**LISTA DE TAREAS:**
• A. Cita textualmente el tramo del texto sobre el comercio agropecuario que empieza en "Para Peralta, la" y termina en "vaquitas son ajenas.".
• B. Enumera los países que se nombran en el texto sobre el comercio agropecuario.

**FRAGMENTO SELECCIONADO:**
──────────────────────────────

Trabas comerciales
Según este especialista, el criterio lo seguirán marcando los empresarios cuando vean con quién más le conviene hacer negocios entre los dos bloques comerciales de importancia y sus posibilidades de acceso. No hace mucho tiempo, fue el propio sector de la maquinaria agrícola el que desistió de participar las misiones comerciales a EE.UU. El ingreso a ese mercado sufre innumerable cantidad de trabas y acciones de proteccionismo. Hubo fábricas que enfrentaron juicios millonarios por problemas de seguros, configuraciones, homologaciones y otros aspectos de seguridad, transitabilidad y transporte. Algo similar sucedió con las carnes, raíz de varios aspectos sanitarios que nos diferencian. Habituales maniobras que utiliza para penalizar a los extranjeros por el daño interno que les hace a sus farmers o productores.
Detrás de todo esto, está el Pacto Comercial Agro Productivo, con más exportaciones e inversiones para el país, dentro de un alineamiento regulatorio que eliminaría las trabas para una apertura agrícola, reduciría aranceles e intentará consolidar líneas primordiales para asegurar los suministros claves.
Volviendo al principio, por ahora toda esta puesta en escena indica que hay una salvaguarda hacia la relación agro comercial con China, aunque cuestiona las bases de investigación o militares actuales o futuras.
El peso de la deuda
“Vamos hacia una posición intermedia en materia del comercio de commodities y manufacturas agropecuarias; algo más que obvio ya que EE.UU. no podría brindar el reemplazo comercial que se viene teniendo con China”, expresó Peralta. En lo inmediato, agregó, Argentina no tiene demasiado margen ya que su situación es como la de un deudor a punto de que le rematen la casa.
Para Peralta, la deuda es muy difícil de pagar, salvo que se entreguen parte de los recursos. Al mismo tiempo duda del intercambio comercial parejo, ya que se siguen entregando una gran mayoría de productos primarios sin valor agregado para recibir lo contrario.
“Sigue existiendo una ecuación desventajosa en la balanza comercial y las decisiones gubernamentales de nuestro país, están entrando en una cuenta regresiva sobre un acuerdo que puede salir bien o terminar entregando como pago muchos de los recursos naturales que tenemos", dijo.
Por ahora hay 80 mil toneladas de carne bovina en juego y muchas promesas más. Tarde o temprano, en la letra chica habrá que descubrir si es real el cambio, o las penas siguen siendo de nosotros y las vaquitas son ajenas.

──────────────────────────────

**DATOS:**

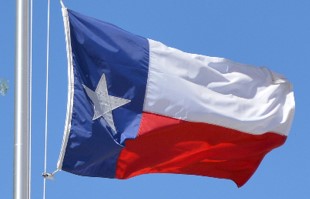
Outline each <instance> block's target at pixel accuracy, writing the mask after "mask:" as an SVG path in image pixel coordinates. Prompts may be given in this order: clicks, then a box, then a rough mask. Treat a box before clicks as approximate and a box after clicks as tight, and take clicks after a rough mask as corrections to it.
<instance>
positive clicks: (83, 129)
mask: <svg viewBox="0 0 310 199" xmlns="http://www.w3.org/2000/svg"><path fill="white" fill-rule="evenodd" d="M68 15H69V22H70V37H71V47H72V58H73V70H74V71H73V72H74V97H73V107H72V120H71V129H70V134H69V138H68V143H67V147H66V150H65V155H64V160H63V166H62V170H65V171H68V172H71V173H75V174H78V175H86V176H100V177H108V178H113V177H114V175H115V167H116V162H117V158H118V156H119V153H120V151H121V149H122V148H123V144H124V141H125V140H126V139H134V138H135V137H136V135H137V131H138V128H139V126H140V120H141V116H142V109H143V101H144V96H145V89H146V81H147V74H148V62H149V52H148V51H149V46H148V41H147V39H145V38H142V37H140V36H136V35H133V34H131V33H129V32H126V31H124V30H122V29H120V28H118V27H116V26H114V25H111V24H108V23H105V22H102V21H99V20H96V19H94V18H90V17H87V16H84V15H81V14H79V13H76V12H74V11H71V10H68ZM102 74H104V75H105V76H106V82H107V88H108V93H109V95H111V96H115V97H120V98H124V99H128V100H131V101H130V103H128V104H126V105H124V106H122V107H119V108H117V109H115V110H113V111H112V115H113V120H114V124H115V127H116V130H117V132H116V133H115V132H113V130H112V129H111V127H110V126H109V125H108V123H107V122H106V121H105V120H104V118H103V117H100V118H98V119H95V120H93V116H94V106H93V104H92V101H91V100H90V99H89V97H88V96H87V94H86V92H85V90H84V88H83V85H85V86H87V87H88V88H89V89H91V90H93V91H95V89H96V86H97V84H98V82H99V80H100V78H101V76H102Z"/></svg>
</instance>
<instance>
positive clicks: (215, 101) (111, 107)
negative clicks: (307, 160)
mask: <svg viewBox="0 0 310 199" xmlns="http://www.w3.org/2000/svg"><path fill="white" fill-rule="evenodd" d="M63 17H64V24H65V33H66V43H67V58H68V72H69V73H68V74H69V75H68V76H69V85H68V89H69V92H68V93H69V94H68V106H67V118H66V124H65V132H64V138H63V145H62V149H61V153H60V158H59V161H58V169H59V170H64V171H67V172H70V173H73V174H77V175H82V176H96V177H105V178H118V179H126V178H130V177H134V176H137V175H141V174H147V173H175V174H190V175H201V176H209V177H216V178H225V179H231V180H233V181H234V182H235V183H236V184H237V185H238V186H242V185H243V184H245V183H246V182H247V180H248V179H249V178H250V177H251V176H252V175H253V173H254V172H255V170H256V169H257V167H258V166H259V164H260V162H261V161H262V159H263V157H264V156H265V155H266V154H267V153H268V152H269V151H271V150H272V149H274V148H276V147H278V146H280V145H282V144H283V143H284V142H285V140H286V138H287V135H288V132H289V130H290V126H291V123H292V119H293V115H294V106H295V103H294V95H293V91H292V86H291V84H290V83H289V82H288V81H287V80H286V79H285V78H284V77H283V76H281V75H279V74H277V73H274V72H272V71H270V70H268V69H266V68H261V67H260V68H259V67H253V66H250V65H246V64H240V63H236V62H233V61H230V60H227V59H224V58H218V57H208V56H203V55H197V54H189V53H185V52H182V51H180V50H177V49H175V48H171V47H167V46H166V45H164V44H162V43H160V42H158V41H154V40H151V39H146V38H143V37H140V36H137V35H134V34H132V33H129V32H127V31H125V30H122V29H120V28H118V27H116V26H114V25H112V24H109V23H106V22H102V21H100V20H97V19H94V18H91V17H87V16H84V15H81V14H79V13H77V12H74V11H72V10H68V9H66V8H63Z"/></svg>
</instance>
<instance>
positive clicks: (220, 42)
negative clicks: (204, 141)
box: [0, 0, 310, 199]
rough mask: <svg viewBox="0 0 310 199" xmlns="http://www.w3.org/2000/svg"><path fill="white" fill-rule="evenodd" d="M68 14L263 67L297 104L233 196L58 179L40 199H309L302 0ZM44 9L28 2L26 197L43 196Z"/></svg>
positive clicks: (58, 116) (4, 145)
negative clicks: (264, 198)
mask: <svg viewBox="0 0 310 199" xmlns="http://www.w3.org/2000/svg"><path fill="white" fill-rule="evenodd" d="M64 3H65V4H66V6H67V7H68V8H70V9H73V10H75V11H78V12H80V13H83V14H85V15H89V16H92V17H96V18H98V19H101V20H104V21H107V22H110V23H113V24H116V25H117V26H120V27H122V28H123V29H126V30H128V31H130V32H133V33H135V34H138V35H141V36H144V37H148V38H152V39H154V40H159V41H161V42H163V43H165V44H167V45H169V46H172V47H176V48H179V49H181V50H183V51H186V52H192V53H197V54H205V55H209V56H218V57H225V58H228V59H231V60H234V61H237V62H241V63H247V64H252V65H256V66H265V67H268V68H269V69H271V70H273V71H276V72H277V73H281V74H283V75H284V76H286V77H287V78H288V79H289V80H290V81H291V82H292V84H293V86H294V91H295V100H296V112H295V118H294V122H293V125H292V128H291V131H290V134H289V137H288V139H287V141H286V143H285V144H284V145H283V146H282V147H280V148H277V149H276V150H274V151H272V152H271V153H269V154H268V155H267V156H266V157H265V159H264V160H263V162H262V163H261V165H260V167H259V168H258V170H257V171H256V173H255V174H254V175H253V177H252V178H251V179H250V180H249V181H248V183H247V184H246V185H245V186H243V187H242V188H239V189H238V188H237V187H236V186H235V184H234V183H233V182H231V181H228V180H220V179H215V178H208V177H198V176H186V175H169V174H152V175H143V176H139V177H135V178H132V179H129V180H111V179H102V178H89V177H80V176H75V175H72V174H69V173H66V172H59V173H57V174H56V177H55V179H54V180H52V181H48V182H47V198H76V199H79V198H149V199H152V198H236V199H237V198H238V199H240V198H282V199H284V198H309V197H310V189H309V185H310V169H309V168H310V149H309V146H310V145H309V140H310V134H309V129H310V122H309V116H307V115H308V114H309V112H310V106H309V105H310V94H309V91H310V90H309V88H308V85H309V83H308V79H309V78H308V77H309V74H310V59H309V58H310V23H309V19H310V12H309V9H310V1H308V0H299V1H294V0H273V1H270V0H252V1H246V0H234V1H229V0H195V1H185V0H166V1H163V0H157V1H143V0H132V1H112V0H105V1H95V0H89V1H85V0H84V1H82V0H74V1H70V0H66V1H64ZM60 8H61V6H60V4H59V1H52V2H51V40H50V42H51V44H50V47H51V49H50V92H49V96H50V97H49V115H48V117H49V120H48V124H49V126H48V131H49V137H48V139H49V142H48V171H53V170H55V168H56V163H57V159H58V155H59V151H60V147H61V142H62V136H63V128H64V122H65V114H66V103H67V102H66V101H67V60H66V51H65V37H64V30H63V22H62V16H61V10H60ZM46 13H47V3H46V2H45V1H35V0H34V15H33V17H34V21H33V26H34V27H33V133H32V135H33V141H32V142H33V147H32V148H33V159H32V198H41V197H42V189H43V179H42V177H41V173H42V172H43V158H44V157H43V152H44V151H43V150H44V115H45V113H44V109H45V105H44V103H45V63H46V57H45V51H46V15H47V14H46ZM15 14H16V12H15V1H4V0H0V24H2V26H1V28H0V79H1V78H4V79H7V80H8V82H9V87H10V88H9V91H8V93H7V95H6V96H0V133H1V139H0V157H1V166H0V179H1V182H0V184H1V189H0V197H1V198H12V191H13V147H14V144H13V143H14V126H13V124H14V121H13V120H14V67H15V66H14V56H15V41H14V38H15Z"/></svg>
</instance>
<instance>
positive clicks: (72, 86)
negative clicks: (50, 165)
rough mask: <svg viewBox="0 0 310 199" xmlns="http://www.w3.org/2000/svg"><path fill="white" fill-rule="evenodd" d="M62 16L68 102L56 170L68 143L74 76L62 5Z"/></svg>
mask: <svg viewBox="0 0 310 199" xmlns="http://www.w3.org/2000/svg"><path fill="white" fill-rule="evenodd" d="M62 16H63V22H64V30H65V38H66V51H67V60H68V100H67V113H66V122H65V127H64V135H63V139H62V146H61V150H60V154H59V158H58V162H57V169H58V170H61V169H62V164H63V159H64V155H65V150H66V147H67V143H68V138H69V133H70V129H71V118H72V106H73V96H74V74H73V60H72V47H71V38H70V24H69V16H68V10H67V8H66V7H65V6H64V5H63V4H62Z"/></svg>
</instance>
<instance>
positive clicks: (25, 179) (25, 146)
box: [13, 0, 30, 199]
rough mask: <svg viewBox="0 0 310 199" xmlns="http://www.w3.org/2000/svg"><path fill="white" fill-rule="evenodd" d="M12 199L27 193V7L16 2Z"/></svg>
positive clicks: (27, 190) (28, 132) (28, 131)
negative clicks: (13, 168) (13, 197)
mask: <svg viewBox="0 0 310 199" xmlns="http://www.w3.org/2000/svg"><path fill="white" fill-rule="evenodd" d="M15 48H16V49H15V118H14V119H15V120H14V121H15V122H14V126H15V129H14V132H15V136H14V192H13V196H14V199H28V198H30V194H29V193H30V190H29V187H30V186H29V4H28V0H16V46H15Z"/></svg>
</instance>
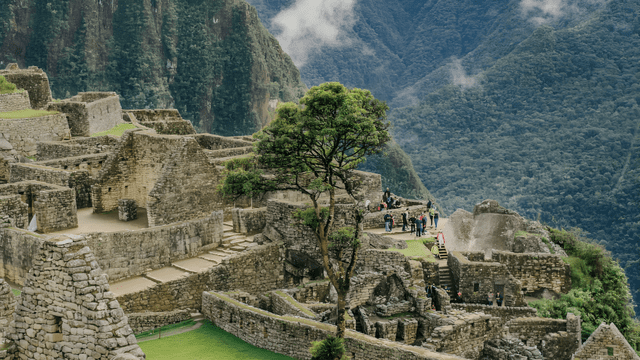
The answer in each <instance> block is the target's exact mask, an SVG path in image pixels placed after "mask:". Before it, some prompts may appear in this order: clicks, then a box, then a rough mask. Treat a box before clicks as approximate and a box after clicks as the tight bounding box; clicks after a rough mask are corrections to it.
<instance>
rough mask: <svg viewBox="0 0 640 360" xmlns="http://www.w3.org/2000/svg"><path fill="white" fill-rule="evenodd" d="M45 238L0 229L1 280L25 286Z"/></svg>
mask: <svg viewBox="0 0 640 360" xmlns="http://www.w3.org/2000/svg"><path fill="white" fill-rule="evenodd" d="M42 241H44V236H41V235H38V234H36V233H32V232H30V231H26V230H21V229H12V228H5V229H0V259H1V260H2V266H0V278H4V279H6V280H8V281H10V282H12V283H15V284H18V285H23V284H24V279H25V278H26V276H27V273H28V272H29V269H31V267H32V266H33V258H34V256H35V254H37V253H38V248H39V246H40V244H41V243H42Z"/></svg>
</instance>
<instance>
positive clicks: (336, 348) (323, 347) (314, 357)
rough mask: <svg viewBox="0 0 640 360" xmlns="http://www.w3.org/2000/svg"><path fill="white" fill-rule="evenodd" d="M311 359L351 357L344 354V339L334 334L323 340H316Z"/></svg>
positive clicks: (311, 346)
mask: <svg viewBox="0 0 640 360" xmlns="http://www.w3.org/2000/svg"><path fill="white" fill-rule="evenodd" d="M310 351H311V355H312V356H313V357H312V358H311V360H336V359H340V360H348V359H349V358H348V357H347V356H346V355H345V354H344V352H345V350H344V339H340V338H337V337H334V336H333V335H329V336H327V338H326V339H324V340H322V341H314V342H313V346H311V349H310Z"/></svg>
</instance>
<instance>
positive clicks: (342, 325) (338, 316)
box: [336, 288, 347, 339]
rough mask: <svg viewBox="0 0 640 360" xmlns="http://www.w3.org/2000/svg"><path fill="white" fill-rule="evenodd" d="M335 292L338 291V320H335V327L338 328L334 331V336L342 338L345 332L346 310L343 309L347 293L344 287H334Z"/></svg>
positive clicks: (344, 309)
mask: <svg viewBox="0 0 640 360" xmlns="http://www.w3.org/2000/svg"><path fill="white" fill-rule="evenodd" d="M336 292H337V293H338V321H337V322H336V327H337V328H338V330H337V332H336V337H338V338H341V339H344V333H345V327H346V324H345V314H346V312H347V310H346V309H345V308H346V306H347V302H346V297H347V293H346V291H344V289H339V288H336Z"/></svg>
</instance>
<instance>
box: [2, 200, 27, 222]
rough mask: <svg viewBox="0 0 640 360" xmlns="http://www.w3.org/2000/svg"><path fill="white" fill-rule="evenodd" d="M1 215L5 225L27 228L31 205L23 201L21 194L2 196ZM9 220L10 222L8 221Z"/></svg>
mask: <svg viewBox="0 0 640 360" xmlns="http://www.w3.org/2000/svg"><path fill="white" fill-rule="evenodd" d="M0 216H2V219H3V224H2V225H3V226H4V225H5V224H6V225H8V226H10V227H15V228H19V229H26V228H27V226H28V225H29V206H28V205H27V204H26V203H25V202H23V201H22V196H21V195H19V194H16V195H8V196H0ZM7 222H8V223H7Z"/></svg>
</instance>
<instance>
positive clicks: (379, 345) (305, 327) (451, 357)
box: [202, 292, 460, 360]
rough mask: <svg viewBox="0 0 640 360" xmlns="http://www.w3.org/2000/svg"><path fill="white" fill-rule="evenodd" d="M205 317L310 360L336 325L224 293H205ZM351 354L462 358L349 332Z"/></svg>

──────────────────────────────

**SOLUCIONES POR TAREA:**
• A.
Para Peralta, la deuda es muy difícil de pagar, salvo que se entreguen parte de los recursos. Al mismo tiempo duda del intercambio comercial parejo, ya que se siguen entregando una gran mayoría de productos primarios sin valor agregado para recibir lo contrario.
“Sigue existiendo una ecuación desventajosa en la balanza comercial y las decisiones gubernamentales de nuestro país, están entrando en una cuenta regresiva sobre un acuerdo que puede salir bien o terminar entregando como pago muchos de los recursos naturales que tenemos", dijo.
Por ahora hay 80 mil toneladas de carne bovina en juego y muchas promesas más. Tarde o temprano, en la letra chica habrá que descubrir si es real el cambio, o las penas siguen siendo de nosotros y las vaquitas son ajenas.

• B. EE.UU., China y Argentina.